#### Passage for review
- Series
- Combinatorics Seminar
- Time
- Friday, October 16, 2009 - 3:05pm for 1.5 hours (actually 80 minutes)
- Location
- Skiles 255
- Speaker
- Nina Balcan – Computing Science &amp; Systems, Georgia Tech
- Organizer
- Prasad Tetali

There has been substantial work on approximation algorithms for clustering
data under distance-based objective functions such as k-median, k-means, and
min-sum objectives. This work is fueled in part by the hope that
approximating these objectives well will indeed yield more accurate
solutions. That is, for problems such as clustering proteins by function, or
clustering images by subject, there is some unknown correct "target"
clustering and the implicit assumption is that clusterings that are
approximately optimal in terms of these distance-based measures are also
approximately correct in terms of error with respect to the target. In this
work we show that if we make this implicit assumption explicit -- that is, if
we assume that any c-approximation to the given clustering objective Phi is
epsilon-close to the target -- then we can produce clusterings that are
O(epsilon)-close to the target, even for values c for which obtaining a
c-approximation is NP-hard. In particular, for the k-median, k-means, and
min-sum objectives, we show that we can achieve this guarantee for any
constant c > 1.
Our results show how by explicitly considering the alignment between the
objective function used and the true underlying clustering goals, one can
bypass computational barriers and perform as if these objectives were
computationally substantially easier.
This talk is based on joint work with Avrim Blum and Anupam Gupta (SODA
2009), Mark Braverman (COLT 2009), and Heiko Roeglin and Shang-Hua Teng (ALT 2009).
########
#### Provided information
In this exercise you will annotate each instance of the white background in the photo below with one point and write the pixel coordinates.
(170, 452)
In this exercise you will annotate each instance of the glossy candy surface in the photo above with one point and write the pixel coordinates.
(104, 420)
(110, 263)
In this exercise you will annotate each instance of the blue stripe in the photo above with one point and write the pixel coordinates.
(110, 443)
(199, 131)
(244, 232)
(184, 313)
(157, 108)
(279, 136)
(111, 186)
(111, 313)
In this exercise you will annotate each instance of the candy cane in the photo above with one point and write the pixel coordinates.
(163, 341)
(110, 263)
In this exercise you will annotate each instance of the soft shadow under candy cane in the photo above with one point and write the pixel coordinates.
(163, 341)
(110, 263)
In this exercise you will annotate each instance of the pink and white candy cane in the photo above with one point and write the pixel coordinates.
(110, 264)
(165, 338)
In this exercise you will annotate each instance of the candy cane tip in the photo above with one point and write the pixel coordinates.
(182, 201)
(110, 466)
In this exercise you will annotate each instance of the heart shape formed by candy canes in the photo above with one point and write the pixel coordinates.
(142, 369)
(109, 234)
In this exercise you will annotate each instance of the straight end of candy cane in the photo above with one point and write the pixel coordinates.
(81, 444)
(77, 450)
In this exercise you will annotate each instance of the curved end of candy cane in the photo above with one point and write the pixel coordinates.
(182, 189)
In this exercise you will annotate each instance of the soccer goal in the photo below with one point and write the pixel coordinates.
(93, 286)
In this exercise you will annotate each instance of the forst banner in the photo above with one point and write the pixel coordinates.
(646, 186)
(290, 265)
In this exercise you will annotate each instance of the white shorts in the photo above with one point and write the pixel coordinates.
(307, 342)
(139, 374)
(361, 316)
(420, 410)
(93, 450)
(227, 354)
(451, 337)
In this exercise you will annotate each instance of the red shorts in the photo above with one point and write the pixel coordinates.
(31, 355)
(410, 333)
########
#### Provided information
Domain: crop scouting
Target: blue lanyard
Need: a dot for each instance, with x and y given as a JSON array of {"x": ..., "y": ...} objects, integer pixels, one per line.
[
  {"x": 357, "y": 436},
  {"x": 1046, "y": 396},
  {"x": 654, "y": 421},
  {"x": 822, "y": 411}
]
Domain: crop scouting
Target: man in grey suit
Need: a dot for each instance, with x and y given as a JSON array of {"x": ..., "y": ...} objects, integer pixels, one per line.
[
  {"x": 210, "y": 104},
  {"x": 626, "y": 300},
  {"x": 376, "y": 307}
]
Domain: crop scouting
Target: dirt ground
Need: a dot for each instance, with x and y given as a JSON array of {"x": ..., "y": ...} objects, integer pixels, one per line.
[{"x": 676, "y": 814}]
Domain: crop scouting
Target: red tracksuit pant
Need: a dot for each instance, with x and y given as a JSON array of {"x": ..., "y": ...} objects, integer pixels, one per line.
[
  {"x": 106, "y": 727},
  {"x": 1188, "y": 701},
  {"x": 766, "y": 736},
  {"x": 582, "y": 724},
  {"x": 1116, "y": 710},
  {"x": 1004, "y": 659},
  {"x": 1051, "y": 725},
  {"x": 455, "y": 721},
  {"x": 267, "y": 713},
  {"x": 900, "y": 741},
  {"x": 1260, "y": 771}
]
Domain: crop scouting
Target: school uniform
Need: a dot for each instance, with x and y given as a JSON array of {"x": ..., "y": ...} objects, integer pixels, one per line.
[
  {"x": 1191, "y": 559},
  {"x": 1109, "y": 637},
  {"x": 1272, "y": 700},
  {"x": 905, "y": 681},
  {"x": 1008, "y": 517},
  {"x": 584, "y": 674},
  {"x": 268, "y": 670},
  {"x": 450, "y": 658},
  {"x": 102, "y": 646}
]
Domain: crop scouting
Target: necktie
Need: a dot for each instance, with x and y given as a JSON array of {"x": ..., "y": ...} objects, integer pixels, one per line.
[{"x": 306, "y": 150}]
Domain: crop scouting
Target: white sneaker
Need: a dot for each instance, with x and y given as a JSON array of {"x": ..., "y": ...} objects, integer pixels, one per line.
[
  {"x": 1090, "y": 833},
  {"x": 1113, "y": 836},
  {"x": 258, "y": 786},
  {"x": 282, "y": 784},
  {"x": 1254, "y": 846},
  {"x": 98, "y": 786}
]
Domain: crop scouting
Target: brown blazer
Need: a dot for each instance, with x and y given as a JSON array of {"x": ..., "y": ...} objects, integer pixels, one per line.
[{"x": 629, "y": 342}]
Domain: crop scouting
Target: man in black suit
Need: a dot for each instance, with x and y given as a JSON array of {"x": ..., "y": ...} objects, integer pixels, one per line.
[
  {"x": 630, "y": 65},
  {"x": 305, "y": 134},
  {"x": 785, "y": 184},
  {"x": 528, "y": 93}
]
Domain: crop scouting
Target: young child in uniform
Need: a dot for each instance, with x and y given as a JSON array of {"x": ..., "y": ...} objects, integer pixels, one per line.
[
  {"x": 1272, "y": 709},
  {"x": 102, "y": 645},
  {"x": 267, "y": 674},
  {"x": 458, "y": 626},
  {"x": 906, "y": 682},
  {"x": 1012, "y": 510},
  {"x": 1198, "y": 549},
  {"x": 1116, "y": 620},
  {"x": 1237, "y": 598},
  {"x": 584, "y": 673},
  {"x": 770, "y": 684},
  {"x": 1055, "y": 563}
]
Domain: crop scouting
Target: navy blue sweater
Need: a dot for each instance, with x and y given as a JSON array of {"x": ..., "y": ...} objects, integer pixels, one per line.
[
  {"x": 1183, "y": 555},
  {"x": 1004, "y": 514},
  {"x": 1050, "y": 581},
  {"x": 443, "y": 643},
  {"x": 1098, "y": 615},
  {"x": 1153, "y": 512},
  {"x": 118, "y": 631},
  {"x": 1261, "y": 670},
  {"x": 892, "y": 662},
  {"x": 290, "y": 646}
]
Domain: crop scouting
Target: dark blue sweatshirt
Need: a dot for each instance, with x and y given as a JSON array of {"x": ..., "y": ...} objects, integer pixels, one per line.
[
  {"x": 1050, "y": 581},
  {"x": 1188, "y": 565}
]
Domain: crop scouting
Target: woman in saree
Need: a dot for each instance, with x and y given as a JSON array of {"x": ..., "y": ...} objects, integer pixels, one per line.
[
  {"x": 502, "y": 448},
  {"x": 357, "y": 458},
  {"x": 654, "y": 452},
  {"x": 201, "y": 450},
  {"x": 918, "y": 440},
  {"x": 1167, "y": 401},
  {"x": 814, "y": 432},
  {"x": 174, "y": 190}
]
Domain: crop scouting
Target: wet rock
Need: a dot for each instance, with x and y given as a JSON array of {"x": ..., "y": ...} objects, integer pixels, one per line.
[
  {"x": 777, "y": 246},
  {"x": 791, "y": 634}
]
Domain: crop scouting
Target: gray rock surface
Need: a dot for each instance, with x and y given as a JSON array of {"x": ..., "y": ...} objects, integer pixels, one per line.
########
#### Provided information
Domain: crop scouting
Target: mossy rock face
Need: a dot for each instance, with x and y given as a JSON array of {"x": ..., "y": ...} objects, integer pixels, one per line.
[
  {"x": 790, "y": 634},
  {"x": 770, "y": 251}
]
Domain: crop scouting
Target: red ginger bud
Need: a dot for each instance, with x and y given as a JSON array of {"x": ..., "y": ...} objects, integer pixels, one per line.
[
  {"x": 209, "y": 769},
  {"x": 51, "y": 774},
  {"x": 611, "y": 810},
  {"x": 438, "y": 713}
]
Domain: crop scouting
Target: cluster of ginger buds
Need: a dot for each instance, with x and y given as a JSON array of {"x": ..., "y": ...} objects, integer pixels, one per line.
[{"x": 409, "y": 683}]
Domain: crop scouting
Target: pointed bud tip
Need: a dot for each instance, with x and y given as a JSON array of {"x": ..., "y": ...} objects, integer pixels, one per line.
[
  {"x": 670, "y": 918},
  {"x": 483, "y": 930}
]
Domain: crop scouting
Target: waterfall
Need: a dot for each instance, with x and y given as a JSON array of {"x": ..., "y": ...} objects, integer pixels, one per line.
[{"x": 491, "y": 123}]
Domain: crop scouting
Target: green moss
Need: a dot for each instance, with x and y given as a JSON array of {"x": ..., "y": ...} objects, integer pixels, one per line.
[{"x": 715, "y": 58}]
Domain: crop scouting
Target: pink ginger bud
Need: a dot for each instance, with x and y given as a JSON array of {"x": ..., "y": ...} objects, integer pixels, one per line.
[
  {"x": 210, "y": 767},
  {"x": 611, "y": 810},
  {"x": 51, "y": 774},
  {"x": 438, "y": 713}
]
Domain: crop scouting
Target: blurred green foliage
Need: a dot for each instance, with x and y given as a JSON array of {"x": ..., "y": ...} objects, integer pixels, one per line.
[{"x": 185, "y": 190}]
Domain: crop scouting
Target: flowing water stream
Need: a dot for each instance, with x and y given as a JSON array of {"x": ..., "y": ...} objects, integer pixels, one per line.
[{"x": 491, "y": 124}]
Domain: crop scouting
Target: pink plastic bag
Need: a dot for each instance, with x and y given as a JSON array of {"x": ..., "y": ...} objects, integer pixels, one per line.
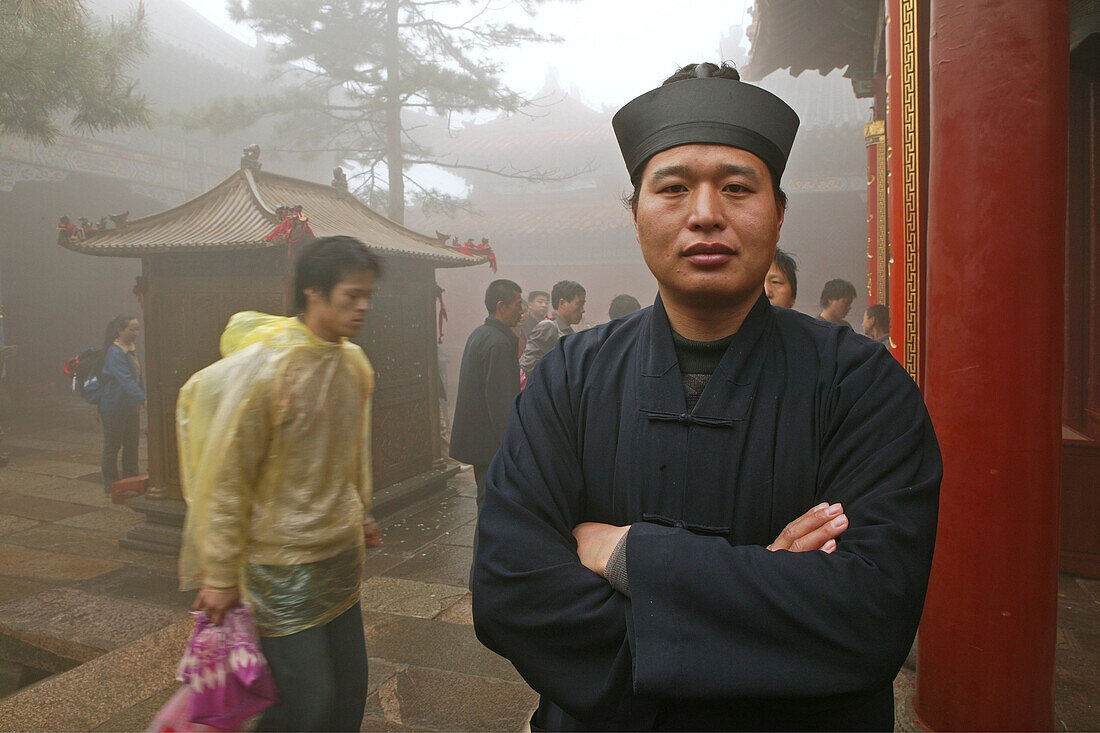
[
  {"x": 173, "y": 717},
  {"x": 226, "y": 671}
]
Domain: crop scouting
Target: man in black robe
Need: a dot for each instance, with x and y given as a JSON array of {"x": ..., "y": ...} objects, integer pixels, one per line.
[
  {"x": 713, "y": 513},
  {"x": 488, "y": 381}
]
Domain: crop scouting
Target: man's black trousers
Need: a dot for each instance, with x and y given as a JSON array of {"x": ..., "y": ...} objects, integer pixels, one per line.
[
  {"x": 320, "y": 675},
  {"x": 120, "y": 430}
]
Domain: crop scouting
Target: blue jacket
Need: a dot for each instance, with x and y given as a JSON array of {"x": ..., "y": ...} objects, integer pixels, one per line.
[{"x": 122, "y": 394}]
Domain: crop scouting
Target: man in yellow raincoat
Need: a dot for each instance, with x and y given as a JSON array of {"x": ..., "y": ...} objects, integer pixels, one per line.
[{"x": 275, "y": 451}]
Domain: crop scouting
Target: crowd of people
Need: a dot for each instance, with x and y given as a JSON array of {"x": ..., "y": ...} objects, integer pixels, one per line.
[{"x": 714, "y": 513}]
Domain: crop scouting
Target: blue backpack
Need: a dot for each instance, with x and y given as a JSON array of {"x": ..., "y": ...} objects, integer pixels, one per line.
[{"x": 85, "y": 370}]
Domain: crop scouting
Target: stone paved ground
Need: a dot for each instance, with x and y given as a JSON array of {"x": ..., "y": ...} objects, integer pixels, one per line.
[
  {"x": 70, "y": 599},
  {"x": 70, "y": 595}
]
########
Work task A:
Update the clustering talk abstract between "This talk is" and "Teng (ALT 2009).", inclusive, replacing "joint work" with "collaborative work".
Work task B:
According to the clustering talk abstract, for which values of c is the guarantee achieved for the k-median, k-means, and min-sum objectives?

Task response A:
This talk is based on collaborative work with Avrim Blum and Anupam Gupta (SODA
2009), Mark Braverman (COLT 2009), and Heiko Roeglin and Shang-Hua Teng (ALT 2009).

Task response B:
Any constant c > 1.